◆ **PAGE**

----------------------------------------

To create questions on this scale, we developed a computer infrastructure to generate the assessments. We wrote 300 question stems (96 retrieval, 70 comprehension, 72 analysis, and 62 knowledge utilization) to cover the five units, 13 Knowledge Focuses, and 81 learning objectives of the course. Nearly all questions require a student-generated response in the form of calculations, drawings, and symbols. Using the codes proposed by Ralph et al.,41 43% of items require “math”, 40% require “mechanistic reasoning”, 7% require both, and 24% require neither. A detailed characterization of question types and coding is provided in the Supporting Information (Section S1.3). Each question stem is a template written in LaTeX, and the template is filled in programmatically with custom Python code using pythontex.42,43 The LaTeX templates use many freely available packages to correctly typeset chemical formulas, equations, and structures (notably mhchem,44chemfig,45chemmacros,46 and modiagram(47)). Packages such as siunitx provide support for scientific units, and tikz provides general drawing functionality. The python code draws heavily on the open-source packages for scientific computation (SciPy and NumPy) and chemistry specific python libraries including ChemPy,48 pymatgen,49 and periodictable.50
The questions cover the range of our General Chemistry 1 curriculum. In addition to randomizing quantities, the engine selects elements, compounds, and reactions. Lewis structures, including resonance structures and formal charges, can be generated. It can choose systems of equations for Hess’s Law problems, calculate thermodynamic quantities from thermochemistry tables. The system can draw shell models and photoelectron spectra of atoms, atomic orbitals, hybrid orbitals, molecular orbitals, and molecular geometries. It serves our needs for all General Chemistry 1 content.
Even subtle changes in questions can substantially alter their difficulty.51 While we randomize quantities, elements, reactions, etc., we used pilot data to remove obvious outliers. The analysis below represents the difficulty of these items averaged over all their instances.
The infrastructure compiles the student assessment and an instructor solution with grading suggestions. The questions given as practice problems in the recitation are excluded from the assessments, and students are assigned a specific analysis and knowledge utilization question only once.
2.5. Learning, Assessment, and Reassessment
The in-class activities, homework, recitation practice, and assessments occur in a deliberate sequence to support student learning. Ideas are introduced in class with POGIL activities. That week, students complete homework (ALEKS) to practice the skills developed in class. In the following week, students attend recitation and work problems aligned with the learning objectives in their learning teams supported by the graduate teaching assistant. In the subsequent recitation, students have 15 min during the in-person recitation to complete the four questions (proctored by the graduate teaching assistant). At the end of the unit, students have a second assessment with randomized questions aligned to the learning objectives in the Knowledge Focus (Figure 2). This pattern repeats through the term–learning new content in class, practicing through the online homework system, refining understanding in recitation, and demonstrating learning on the assessments–for each Knowledge Focus. The final attempt is delivered during the final exam period, during which students are free to complete as many assessments as time allows (110 min).

----------------------------------------

◆ **PROVIDED MATERIAL**
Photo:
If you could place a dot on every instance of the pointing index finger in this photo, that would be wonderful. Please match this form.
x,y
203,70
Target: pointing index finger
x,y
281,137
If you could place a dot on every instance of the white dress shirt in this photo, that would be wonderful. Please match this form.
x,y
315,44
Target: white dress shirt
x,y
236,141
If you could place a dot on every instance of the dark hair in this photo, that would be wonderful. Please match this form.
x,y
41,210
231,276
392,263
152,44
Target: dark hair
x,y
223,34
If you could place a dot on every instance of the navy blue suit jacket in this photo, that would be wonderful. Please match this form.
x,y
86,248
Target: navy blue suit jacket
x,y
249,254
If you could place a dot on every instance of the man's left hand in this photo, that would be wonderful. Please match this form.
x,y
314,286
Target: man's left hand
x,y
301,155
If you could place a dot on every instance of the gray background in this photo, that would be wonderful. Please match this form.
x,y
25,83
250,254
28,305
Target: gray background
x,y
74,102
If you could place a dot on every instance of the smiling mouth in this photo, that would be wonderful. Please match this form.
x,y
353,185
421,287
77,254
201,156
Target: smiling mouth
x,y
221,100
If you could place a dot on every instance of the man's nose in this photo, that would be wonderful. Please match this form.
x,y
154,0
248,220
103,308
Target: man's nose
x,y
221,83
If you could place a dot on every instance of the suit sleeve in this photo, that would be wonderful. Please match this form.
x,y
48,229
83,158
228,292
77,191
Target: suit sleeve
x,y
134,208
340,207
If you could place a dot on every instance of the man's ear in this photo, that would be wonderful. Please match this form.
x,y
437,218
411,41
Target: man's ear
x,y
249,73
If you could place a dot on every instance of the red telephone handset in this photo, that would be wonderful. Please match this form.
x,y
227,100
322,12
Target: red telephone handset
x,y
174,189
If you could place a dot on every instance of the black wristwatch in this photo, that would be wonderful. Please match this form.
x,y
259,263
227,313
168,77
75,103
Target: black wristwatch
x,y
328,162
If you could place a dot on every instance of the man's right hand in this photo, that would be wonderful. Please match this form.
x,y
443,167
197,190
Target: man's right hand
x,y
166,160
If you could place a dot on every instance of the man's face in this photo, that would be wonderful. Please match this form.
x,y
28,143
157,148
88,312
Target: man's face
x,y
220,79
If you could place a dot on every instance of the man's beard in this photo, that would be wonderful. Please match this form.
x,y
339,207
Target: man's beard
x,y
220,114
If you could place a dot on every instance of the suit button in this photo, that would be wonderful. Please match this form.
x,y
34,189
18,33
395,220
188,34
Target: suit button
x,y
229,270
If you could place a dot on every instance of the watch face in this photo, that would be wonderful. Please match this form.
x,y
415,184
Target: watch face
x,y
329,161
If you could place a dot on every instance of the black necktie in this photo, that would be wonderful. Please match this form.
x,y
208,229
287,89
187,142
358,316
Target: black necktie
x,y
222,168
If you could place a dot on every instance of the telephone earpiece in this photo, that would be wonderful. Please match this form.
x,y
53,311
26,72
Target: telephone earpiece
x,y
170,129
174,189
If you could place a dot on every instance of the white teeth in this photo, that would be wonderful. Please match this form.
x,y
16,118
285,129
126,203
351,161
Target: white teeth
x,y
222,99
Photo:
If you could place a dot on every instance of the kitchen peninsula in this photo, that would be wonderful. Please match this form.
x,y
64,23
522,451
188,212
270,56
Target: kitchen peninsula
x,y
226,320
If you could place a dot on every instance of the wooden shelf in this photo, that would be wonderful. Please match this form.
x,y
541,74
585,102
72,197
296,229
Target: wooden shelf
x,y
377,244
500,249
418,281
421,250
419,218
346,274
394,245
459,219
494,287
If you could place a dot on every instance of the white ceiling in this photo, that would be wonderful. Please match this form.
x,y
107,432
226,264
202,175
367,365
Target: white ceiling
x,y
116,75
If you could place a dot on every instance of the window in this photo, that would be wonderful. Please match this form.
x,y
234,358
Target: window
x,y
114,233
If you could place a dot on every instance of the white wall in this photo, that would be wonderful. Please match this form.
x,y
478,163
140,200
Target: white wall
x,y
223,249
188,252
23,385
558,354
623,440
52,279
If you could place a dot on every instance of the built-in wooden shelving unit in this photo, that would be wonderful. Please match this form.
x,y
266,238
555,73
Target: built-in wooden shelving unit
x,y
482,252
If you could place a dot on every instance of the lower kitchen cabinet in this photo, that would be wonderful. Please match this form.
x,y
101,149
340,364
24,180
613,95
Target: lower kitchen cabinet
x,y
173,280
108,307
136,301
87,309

----------------------------------------

◆ **TASKS TO COMPLETE**
**a)** According to the passage on chemistry assessments, how many question stems were written?
**b)** Echo the section of the passage on chemistry assessments that begins with the words containing "Even subtle changes" and ends with "all their instances.".
**c)** Write what comes next in the passage on chemistry assessments, starting after its final sentence.
The lines above are separate material from the passage on chemistry assessments.

◆ **SOLVED PROBLEMS**
**a)** 300

**b)**
Even subtle changes in questions can substantially alter their difficulty.51 While we randomize quantities, elements, reactions, etc., we used pilot data to remove obvious outliers. The analysis below represents the difficulty of these items averaged over all their instances.

**c)**
Figure 2.

Schedule of assessments. a) Students take the first attempt at Knowledge Focuses 1.1, 1.2, and 1.3 in weeks 3, 4, and 5. In week 5, students additionally may attempt retakes of 1.1 and 1.2. b) In week 8, students complete the first attempt at 2.3 and second attempts at 2.1, 2.2, and 1.3 (from the previous unit). d,e) The pattern repeats again for units 3 and 4. e) During the final exam period, all assessments are available to students.
Every third week, students complete one new assessment and up to three retakes (Figure 2). As a consequence, on these weeks (5, 8, 11, and 14) the assessments use most or all of the recitation time. Students are still provided a recitation activity and also worked solutions to help study for the next week’s assessment. We also note that students have only two attempts at Knowledge Focus 4.3 and one attempt at 5.1.
2.6. Scoring Rubric and Feedback
Students receive structured feedback through a rubric and additional feedback from the graduate teaching assistant (Pillar 2: Helpful feedback). Each of the four student answers is marked on a five-point rubric: (1) Correct (solution provided); (2) Proficient with minor error; (3) Some progress toward learning objective, not proficient; (4) Little evidence of progress toward learning objective, not proficient; (5) No response. The first two items of the rubric are awarded full credit, and the following three are awarded no credit. The rubric item for correct responses also displays to all students the correct answer and a worked solution, if applicable.
The system encourages students to try again (Pillar 4: Reassessment without penalty). Each assessment is scored by the number of proficiencies students demonstrate (Figure 3), and only the best score contributes to the grade.
Figure 3.
Assessment score, feedback, and grade. a) Each student’s assessment is scored 0–4 by the number of proficiencies demonstrated. b) The best score of all attempts, regardless of order, is the only score that contributes to the student’s grade for the course. c) Each item answer is marked on a rubric with 5 levels. d) The course grade cutoffs are chosen to map average assessment scores to particular grades. For example, averaged over all assessments, students scoring >3 earn an A, > 2 earn a B, > 1 earn a C.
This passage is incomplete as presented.